■ What to work on:
In the copy, leave out the pictures and repeat all records exactly.

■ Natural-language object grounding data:
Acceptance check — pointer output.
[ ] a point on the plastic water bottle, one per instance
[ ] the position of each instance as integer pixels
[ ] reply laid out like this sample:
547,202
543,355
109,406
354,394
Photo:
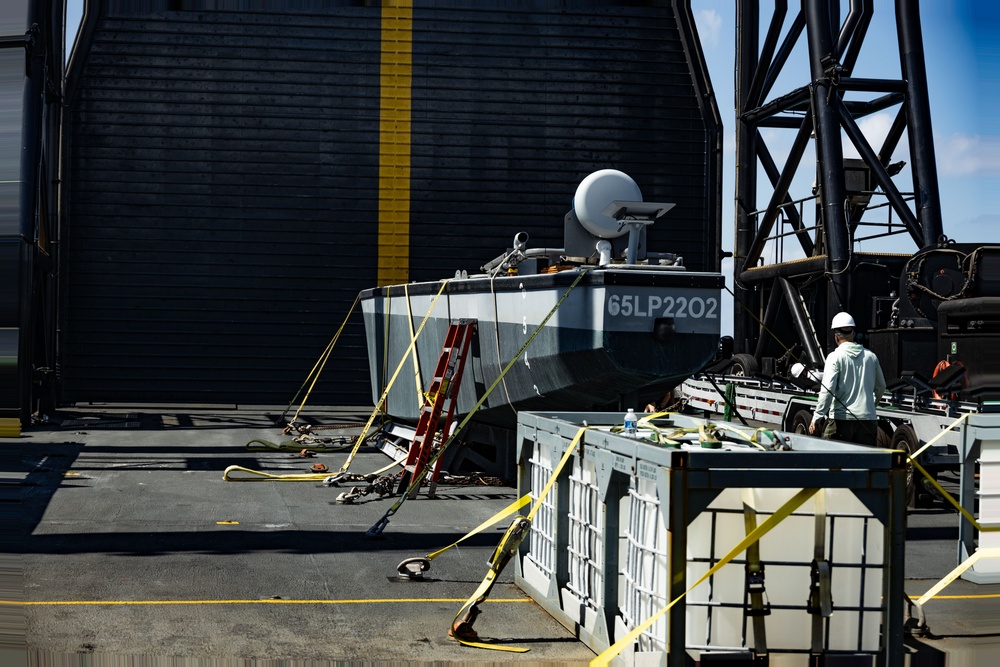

■ Written response:
Acceptance check — pointer output.
[ ] a point on the plastic water bottle, one per instance
[ ] the position of each instance as integer pixels
[ ] reply laid out like this sample:
547,202
543,355
109,406
354,394
Photo:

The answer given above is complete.